[Excerpts from a pointing dataset]
# # #
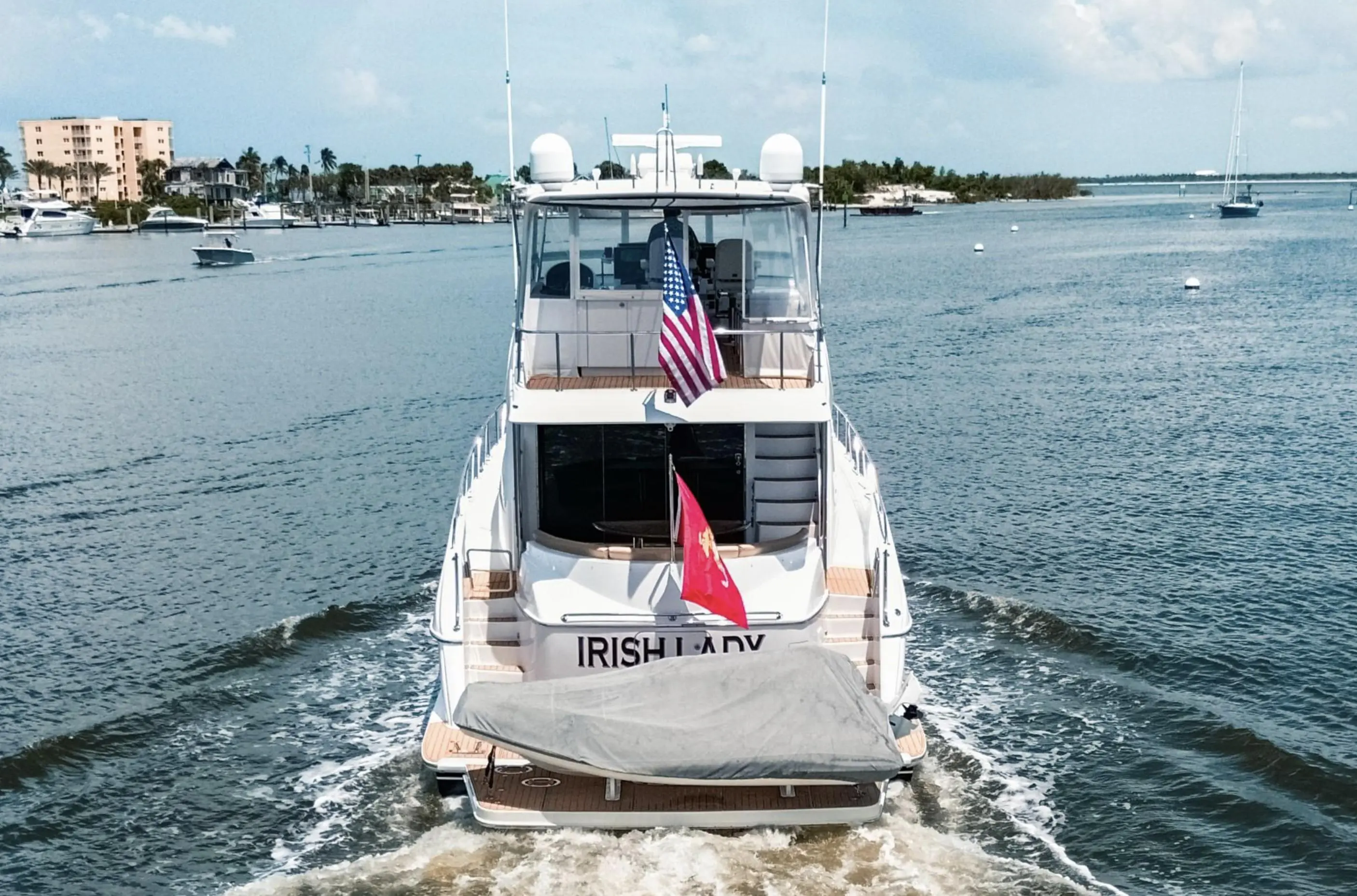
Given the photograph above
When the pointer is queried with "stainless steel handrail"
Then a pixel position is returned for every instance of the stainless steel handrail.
(813, 368)
(863, 465)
# # #
What the exercise asks: Copy out every line of the records above word for word, but leave out the pictures.

Solution to this exercise:
Given the photograph above
When the pointer is queried with "stainless steel handrail"
Then a pixel position is returned for every instance of the stainless steel handrail.
(813, 368)
(863, 465)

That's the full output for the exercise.